Beyond words: AI goes multimodal to meet you where you are

by Susanna Ray

It’s been raining for days when you’re scrolling the web and come across a picture of a beautiful beach set against turquoise water that sparkles in the sunshine. Where is that, you ask aloud, and how can I get there? 

The answer is immediate. Your AI assistant not only identifies the beach but puts together a whole vacation plan for you. You talk through the details to refine your itinerary, get some tips on coping with the dreary weather in the meantime and start playing a suggested soundtrack to help lift your mood. 

AI experiences increasingly are becoming multimodal, which means they can go beyond simple text prompts — you type a question; the tool answers — by using images, audio and video to see what you see online and hear what you hear. Those capabilities are helping the latest AI tools get a fuller picture of what you’re looking to do, all while giving you more intuitive ways to interact with the technology and get information even more quickly and easily.

WORK TO COMPLETE:
1. Reproduce the passage of the article on multimodal AI that begins with the words "by Susanna Ray" and ends with "lift your mood.".
2. According to the article on multimodal AI, which media do multimodal AI experiences use to go beyond simple text prompts?

[Spatial localization data]
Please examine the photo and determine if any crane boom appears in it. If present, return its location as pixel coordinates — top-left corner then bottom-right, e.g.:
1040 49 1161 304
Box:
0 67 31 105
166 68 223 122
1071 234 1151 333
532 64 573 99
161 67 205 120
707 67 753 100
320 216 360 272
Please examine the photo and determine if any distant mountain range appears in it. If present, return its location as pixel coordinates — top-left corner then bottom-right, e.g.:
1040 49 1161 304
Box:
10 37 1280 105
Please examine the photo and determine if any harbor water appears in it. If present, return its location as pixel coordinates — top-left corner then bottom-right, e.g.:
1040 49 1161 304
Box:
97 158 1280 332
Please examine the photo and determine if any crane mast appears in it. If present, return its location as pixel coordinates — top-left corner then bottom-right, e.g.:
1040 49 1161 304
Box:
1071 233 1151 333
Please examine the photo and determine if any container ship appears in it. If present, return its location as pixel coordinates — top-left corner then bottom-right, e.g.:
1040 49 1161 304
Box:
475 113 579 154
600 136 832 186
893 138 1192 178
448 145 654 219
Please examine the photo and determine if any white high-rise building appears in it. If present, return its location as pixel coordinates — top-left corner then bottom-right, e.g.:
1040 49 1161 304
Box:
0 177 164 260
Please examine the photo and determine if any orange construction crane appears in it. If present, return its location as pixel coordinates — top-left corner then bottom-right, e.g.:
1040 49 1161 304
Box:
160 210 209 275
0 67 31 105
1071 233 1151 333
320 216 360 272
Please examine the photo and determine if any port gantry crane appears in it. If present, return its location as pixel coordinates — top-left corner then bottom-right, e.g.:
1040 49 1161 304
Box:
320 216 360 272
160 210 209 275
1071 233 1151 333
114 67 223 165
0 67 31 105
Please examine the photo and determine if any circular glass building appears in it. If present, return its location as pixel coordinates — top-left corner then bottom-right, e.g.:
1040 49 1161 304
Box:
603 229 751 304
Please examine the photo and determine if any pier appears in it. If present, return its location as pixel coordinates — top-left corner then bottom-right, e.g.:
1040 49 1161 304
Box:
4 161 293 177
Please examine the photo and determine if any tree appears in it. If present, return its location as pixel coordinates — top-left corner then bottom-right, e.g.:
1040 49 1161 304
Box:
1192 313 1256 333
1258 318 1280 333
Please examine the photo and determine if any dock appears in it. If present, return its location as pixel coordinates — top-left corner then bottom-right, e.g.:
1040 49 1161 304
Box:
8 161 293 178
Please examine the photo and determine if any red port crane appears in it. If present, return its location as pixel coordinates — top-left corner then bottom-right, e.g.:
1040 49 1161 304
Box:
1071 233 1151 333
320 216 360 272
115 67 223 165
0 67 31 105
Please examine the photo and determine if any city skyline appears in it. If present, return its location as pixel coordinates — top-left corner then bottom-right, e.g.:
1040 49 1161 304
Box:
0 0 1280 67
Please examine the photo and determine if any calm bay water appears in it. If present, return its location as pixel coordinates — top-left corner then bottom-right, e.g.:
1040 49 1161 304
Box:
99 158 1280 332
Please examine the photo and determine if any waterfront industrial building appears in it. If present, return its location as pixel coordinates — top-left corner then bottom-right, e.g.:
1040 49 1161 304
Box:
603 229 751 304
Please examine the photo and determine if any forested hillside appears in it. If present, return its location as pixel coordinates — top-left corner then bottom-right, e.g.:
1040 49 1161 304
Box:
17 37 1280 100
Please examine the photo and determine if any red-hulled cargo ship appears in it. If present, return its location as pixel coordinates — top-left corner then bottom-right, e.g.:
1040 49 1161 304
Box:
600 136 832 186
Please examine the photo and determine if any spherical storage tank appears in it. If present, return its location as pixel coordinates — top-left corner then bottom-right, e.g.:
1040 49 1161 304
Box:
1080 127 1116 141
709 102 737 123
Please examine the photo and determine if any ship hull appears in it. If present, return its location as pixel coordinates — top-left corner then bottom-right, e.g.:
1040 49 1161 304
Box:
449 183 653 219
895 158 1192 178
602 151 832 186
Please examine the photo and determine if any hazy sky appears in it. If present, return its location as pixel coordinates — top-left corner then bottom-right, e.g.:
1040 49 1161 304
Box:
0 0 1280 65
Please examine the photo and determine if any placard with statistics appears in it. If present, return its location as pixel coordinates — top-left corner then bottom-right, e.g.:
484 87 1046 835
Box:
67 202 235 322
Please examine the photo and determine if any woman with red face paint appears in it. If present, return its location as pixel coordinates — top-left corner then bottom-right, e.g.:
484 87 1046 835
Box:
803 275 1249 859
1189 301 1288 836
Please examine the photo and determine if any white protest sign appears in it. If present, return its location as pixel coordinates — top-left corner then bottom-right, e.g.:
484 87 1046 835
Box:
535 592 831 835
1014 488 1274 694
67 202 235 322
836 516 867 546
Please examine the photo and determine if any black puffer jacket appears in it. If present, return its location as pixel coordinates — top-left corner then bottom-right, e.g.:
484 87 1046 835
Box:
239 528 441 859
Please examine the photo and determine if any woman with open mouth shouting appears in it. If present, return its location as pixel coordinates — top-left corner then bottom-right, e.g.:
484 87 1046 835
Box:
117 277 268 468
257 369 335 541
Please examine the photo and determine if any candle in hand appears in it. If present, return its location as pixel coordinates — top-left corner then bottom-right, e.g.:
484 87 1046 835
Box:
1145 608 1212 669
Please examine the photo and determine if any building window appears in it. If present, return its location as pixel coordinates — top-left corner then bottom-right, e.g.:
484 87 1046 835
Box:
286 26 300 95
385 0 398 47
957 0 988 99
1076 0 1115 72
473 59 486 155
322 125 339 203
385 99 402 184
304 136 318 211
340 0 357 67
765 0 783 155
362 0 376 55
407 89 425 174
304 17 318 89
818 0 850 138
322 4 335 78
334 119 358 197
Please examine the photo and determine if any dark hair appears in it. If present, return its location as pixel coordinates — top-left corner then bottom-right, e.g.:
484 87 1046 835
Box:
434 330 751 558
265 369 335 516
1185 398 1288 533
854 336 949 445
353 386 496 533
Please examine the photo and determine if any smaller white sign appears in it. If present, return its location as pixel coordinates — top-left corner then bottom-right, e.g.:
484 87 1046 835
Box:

ANSWERS PER TASK:
1.
by Susanna Ray

It’s been raining for days when you’re scrolling the web and come across a picture of a beautiful beach set against turquoise water that sparkles in the sunshine. Where is that, you ask aloud, and how can I get there? 

The answer is immediate. Your AI assistant not only identifies the beach but puts together a whole vacation plan for you. You talk through the details to refine your itinerary, get some tips on coping with the dreary weather in the meantime and start playing a suggested soundtrack to help lift your mood.

2. Images, audio and video.